** START Task material **
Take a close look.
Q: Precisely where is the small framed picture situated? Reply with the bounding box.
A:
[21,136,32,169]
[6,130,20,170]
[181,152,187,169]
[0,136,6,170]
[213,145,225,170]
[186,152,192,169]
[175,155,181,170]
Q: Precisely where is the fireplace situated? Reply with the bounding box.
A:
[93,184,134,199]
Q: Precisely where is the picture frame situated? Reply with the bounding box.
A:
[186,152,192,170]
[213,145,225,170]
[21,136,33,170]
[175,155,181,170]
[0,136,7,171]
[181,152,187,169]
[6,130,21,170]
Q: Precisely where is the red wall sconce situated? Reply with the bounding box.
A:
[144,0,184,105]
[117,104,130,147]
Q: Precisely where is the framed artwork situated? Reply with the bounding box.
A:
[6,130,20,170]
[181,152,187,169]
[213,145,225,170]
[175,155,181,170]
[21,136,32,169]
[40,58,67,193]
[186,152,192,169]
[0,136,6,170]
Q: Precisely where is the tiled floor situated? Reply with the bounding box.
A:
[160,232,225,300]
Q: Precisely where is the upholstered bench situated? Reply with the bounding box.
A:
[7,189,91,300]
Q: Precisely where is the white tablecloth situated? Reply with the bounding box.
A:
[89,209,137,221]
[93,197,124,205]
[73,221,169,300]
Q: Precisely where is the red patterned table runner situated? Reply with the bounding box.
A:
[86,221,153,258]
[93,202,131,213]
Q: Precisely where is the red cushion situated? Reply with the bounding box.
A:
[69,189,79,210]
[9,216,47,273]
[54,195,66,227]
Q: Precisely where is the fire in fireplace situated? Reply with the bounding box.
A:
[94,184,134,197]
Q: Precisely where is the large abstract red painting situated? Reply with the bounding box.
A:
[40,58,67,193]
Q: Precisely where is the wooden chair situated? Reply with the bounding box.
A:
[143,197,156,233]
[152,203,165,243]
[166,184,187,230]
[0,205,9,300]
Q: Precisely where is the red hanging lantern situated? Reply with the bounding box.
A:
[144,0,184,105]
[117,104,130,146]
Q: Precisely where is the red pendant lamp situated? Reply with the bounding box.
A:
** END Task material **
Please write out all the records again, switching each "situated" to "located" and leaving everything else unchanged.

Take a close look.
Q: Precisely where is the small framed picture located? Reply with the bounding box.
A:
[21,136,32,169]
[6,130,20,170]
[181,152,187,169]
[0,136,6,170]
[213,145,225,170]
[186,152,192,169]
[175,155,181,170]
Q: Precisely where is the fireplace located? Reply with the bounding box.
A:
[93,184,134,199]
Q: Precisely where is the picture frame located? Reply with the bounding box.
A:
[186,152,192,170]
[213,145,225,170]
[21,136,33,170]
[175,155,181,170]
[0,136,7,171]
[181,152,187,169]
[6,130,21,170]
Q: Precisely where is the red wall sconce located? Reply with the bounding box.
A:
[144,0,184,105]
[117,104,130,147]
Q: Precisely where is the framed artwork located? Reply with the bounding box.
A:
[6,130,20,170]
[181,152,187,169]
[213,145,225,170]
[175,155,181,170]
[21,136,32,169]
[40,58,67,193]
[186,152,192,169]
[0,136,6,170]
Q: Precisely where is the tiled floor located? Reply with the bounding box.
A:
[160,232,225,300]
Q: Precisely where is the upholstered bench located? Reply with the bounding box.
A:
[7,189,91,300]
Q: Precisely where is the white tablecloth located? Reply with the bounding box.
A:
[89,209,137,221]
[93,197,124,205]
[73,221,169,300]
Q: Precisely where is the red patterned table runner located? Reply with the bounding box.
A:
[86,221,153,258]
[93,202,131,213]
Q: Precisely where is the red cushion located? Reply with the bounding box.
A:
[69,189,79,210]
[9,216,47,273]
[54,195,66,227]
Q: Precisely where is the fire in fireplace located? Reply with the bounding box.
A:
[94,184,134,197]
Q: Precisely where is the large abstract red painting located? Reply with the bounding box.
A:
[40,58,67,193]
Q: Precisely where is the wooden chair located? Reply with the bounding box.
A:
[143,197,156,233]
[152,203,165,243]
[166,184,187,230]
[0,205,9,300]
Q: Precisely where is the red hanging lantern located? Reply with the bounding box.
A:
[144,0,184,105]
[117,104,130,146]
Q: Precisely where is the red pendant lamp located? Reply with the bounding box.
A:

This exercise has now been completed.